▶ [WHAT TO DO]: Which lines of the items below contain the string "above"? Filter them out and copy each one, treating uppercase and lowercase as different.

Position annotation items
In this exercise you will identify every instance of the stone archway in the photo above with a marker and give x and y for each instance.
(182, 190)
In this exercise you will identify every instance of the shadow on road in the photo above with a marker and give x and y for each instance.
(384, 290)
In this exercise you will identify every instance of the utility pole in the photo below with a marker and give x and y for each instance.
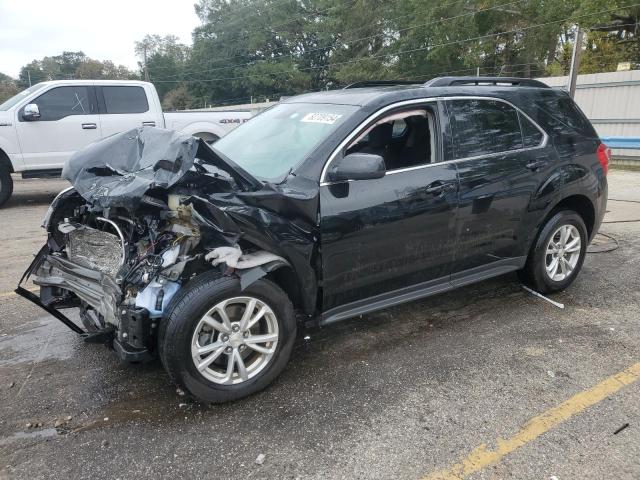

▶ [TASK ANSWER]:
In this exercise you will identify every instance of the stone archway in the photo above with a marker and give x and y for each instance.
In this exercise you will identify every instance of the shadow on road in the photo above with a marker and give x and y for each instance.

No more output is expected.